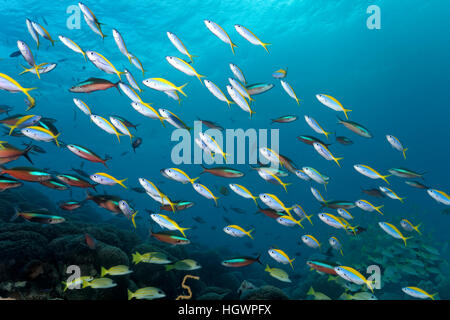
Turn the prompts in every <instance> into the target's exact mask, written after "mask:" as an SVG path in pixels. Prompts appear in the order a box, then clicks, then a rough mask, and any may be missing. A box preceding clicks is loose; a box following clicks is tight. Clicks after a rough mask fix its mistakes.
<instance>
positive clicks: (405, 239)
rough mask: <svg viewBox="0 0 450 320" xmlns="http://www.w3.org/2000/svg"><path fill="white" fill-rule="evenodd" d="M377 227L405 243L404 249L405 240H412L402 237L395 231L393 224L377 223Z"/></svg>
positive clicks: (401, 236)
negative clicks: (402, 241)
mask: <svg viewBox="0 0 450 320" xmlns="http://www.w3.org/2000/svg"><path fill="white" fill-rule="evenodd" d="M378 225H379V226H380V227H381V229H383V230H384V231H385V232H386V233H387V234H388V235H390V236H391V237H393V238H395V239H402V240H403V242H404V243H405V247H406V240H408V239H411V238H412V237H405V236H403V234H402V233H401V232H400V230H398V229H397V227H396V226H394V225H393V224H390V223H388V222H378Z"/></svg>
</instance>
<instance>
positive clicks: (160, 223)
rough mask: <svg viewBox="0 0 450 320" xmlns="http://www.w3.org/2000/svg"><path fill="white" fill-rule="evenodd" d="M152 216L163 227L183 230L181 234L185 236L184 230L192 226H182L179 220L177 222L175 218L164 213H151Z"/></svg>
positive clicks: (180, 230) (180, 231) (189, 228)
mask: <svg viewBox="0 0 450 320" xmlns="http://www.w3.org/2000/svg"><path fill="white" fill-rule="evenodd" d="M150 218H151V219H152V220H153V221H155V222H156V223H157V224H158V225H159V226H160V227H161V228H165V229H169V230H172V231H174V230H178V231H180V232H181V234H182V235H183V237H186V234H185V233H184V231H186V230H189V229H190V228H182V227H180V226H179V225H178V223H177V222H175V221H174V220H172V219H171V218H169V217H168V216H166V215H163V214H155V213H154V214H151V215H150Z"/></svg>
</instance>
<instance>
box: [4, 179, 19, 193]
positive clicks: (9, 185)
mask: <svg viewBox="0 0 450 320" xmlns="http://www.w3.org/2000/svg"><path fill="white" fill-rule="evenodd" d="M22 185H23V183H22V182H20V181H18V180H16V179H13V178H8V177H5V176H0V192H3V191H5V190H9V189H13V188H18V187H20V186H22Z"/></svg>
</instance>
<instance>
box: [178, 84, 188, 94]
mask: <svg viewBox="0 0 450 320" xmlns="http://www.w3.org/2000/svg"><path fill="white" fill-rule="evenodd" d="M186 86H187V83H185V84H183V85H182V86H180V87H176V90H178V91H180V93H181V94H182V95H183V96H185V97H187V95H186V93H184V92H183V88H184V87H186Z"/></svg>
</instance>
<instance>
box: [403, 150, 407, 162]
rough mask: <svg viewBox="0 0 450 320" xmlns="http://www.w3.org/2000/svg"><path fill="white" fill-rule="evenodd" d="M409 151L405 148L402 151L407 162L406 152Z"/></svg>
mask: <svg viewBox="0 0 450 320" xmlns="http://www.w3.org/2000/svg"><path fill="white" fill-rule="evenodd" d="M407 150H408V148H405V149H403V150H402V152H403V158H405V160H406V151H407Z"/></svg>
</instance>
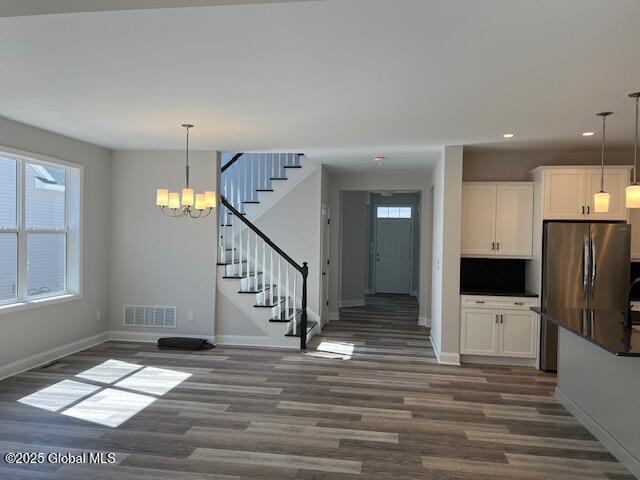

## Aim of the exercise
Reproduce all of the material above verbatim, leaving out the pictures.

## Task answer
Turn the prompts in every <instance> into the target's exact mask, written after "mask:" as an SVG path in pixels. Prompts appear in the order a box, then clicks, then a rough mask, and any may be missing. A box preceding clicks is loose; a box following clicks is tight. Clicks after a rough mask fix its mistakes.
<instance>
positive clicks: (405, 239)
rough mask: <svg viewBox="0 0 450 320" xmlns="http://www.w3.org/2000/svg"><path fill="white" fill-rule="evenodd" d="M377 227L405 243L404 249L405 240H412L402 237L395 231L393 224L377 223Z"/></svg>
positive clicks: (401, 236)
negative clicks: (402, 241)
mask: <svg viewBox="0 0 450 320" xmlns="http://www.w3.org/2000/svg"><path fill="white" fill-rule="evenodd" d="M378 225H379V226H380V227H381V229H383V230H384V231H385V232H386V233H387V234H388V235H390V236H391V237H393V238H395V239H402V240H403V242H404V243H405V247H406V240H408V239H411V238H412V237H405V236H403V234H402V233H401V232H400V230H398V229H397V227H396V226H394V225H393V224H390V223H388V222H378Z"/></svg>
</instance>
<instance>
positive clicks: (160, 223)
rough mask: <svg viewBox="0 0 450 320" xmlns="http://www.w3.org/2000/svg"><path fill="white" fill-rule="evenodd" d="M152 216L163 227L183 230L181 234L185 236L184 230L192 226H182L179 220L177 222L175 218L164 213H151Z"/></svg>
positive clicks: (180, 230) (180, 231) (189, 228)
mask: <svg viewBox="0 0 450 320" xmlns="http://www.w3.org/2000/svg"><path fill="white" fill-rule="evenodd" d="M150 218H151V219H152V220H153V221H155V222H156V223H157V224H158V225H159V226H160V227H161V228H165V229H169V230H172V231H174V230H178V231H180V232H181V234H182V235H183V237H186V234H185V233H184V231H186V230H189V229H190V228H182V227H180V226H179V225H178V223H177V222H175V221H174V220H172V219H171V218H169V217H168V216H166V215H163V214H155V213H154V214H151V215H150Z"/></svg>
</instance>
<instance>
box: [4, 179, 19, 193]
positive clicks: (9, 185)
mask: <svg viewBox="0 0 450 320" xmlns="http://www.w3.org/2000/svg"><path fill="white" fill-rule="evenodd" d="M22 185H23V183H22V182H20V181H18V180H16V179H13V178H8V177H5V176H0V192H3V191H5V190H9V189H13V188H18V187H20V186H22Z"/></svg>
</instance>
<instance>
box: [178, 84, 188, 94]
mask: <svg viewBox="0 0 450 320" xmlns="http://www.w3.org/2000/svg"><path fill="white" fill-rule="evenodd" d="M186 86H187V83H185V84H183V85H182V86H180V87H176V90H178V91H180V93H181V94H182V95H183V96H185V97H187V95H186V93H184V92H183V88H184V87H186Z"/></svg>
</instance>
<instance>
box: [403, 150, 407, 162]
rough mask: <svg viewBox="0 0 450 320" xmlns="http://www.w3.org/2000/svg"><path fill="white" fill-rule="evenodd" d="M409 151L405 148L402 151L407 162L406 152Z"/></svg>
mask: <svg viewBox="0 0 450 320" xmlns="http://www.w3.org/2000/svg"><path fill="white" fill-rule="evenodd" d="M407 150H408V148H405V149H403V150H402V152H403V158H405V160H406V151H407Z"/></svg>
</instance>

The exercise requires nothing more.